_WHAT YOU WILL DO_
Word for word, restate the entries below from their first line through the line that contains "the ruffled sleeve".

(GIVEN DATA begins)

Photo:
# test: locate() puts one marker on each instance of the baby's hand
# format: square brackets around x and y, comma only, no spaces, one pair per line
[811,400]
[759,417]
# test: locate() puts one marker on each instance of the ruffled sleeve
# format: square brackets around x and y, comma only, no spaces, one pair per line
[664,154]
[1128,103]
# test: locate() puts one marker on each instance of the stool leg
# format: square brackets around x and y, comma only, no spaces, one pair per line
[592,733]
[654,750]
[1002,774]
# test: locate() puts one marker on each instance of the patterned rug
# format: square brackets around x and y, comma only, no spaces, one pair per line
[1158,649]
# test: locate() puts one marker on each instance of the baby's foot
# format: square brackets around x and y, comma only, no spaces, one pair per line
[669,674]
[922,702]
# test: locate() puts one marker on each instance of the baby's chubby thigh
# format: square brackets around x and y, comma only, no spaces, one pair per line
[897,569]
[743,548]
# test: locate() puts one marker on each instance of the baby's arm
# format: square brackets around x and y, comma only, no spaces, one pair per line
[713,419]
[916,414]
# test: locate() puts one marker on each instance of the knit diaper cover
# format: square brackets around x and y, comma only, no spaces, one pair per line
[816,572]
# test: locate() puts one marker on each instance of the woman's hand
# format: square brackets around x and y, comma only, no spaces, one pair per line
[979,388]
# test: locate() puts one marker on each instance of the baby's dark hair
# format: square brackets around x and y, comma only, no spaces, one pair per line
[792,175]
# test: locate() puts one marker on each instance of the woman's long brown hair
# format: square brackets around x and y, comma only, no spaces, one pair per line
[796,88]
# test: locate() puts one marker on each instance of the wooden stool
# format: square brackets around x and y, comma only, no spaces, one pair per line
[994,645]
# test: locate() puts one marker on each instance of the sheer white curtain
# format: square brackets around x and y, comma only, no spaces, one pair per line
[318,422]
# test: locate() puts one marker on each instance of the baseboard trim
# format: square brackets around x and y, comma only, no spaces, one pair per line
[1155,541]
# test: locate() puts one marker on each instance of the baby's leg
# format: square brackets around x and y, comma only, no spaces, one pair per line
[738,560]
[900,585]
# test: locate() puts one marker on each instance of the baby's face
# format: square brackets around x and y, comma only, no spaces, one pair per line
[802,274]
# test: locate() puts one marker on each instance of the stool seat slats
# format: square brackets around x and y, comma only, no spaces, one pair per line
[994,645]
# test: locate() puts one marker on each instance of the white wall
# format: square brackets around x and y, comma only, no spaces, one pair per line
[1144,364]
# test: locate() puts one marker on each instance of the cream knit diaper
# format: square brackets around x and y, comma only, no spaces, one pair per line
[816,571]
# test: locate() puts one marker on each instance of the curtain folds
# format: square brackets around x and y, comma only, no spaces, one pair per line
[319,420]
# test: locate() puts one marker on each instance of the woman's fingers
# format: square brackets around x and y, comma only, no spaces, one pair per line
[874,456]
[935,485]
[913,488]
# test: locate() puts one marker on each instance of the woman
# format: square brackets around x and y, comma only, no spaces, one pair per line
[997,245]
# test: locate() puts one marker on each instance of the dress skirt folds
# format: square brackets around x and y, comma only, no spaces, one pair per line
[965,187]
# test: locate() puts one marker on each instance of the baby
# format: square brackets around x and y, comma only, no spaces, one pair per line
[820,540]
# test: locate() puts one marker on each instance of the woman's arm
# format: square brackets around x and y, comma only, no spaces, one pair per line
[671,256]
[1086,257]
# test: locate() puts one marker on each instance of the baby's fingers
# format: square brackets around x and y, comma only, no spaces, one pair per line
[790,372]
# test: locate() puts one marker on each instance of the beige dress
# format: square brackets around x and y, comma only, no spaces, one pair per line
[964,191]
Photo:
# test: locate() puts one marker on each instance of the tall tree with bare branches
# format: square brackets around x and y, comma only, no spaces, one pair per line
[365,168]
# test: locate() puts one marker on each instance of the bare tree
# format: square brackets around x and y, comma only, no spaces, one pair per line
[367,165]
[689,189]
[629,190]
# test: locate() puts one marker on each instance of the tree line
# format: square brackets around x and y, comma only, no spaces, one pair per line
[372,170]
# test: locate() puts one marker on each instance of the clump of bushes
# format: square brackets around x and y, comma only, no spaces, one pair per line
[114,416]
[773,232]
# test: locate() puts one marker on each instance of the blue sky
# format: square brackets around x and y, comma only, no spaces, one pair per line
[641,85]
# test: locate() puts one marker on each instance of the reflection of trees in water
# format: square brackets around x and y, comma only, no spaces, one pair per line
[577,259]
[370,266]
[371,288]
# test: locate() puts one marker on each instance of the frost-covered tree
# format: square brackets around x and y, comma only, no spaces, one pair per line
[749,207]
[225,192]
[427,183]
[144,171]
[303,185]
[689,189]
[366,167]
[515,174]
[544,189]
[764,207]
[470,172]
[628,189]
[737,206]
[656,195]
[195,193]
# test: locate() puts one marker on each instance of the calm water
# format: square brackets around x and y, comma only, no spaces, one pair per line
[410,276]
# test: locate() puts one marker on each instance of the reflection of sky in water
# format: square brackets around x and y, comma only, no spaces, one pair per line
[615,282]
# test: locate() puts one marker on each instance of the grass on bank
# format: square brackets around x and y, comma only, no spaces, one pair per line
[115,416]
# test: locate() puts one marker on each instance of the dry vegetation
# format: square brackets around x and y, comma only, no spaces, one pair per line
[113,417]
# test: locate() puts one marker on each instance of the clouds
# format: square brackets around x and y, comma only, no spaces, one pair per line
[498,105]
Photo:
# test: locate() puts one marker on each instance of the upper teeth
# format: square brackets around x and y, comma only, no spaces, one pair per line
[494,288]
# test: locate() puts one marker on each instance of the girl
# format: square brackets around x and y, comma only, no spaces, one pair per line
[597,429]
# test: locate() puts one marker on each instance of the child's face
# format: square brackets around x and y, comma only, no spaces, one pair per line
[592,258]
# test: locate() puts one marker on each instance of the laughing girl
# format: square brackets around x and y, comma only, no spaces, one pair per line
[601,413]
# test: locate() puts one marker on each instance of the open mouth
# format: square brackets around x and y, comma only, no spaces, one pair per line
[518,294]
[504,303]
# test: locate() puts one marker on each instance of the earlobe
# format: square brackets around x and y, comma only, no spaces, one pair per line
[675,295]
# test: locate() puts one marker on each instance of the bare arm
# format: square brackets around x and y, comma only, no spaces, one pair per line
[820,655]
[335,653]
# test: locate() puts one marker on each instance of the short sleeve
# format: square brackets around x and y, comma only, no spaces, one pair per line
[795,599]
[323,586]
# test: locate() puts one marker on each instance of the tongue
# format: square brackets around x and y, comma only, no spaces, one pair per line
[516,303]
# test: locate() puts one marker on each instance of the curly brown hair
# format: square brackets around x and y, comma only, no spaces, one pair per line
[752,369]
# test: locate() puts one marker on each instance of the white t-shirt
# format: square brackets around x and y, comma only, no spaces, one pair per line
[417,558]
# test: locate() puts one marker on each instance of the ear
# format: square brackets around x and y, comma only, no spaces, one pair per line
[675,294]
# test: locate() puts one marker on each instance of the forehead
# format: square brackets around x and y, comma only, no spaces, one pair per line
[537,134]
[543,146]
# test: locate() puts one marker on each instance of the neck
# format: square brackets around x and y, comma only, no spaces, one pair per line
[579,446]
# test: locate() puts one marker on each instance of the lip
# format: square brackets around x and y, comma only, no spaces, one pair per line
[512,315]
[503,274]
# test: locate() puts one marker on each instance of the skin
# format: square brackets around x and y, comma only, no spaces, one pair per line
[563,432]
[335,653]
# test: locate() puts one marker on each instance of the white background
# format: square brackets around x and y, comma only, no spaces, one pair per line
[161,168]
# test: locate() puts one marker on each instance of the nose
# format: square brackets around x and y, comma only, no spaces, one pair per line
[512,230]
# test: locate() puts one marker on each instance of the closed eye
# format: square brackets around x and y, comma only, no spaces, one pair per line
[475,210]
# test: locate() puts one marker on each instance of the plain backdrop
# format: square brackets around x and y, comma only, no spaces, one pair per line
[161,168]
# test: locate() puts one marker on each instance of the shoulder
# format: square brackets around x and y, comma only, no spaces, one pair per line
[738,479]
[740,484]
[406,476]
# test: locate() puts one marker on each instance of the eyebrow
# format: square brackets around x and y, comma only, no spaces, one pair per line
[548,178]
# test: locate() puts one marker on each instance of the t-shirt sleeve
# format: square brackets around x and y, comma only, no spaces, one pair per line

(GIVEN DATA ends)

_TASK ANSWER_
Photo:
# test: locate() puts one marker on each instance of the baby's hand
# format: square brackets around x and y, comma only, no spaces, one pair per line
[811,400]
[759,417]
# test: locate() puts one marker on each instance of the ruffled sleeve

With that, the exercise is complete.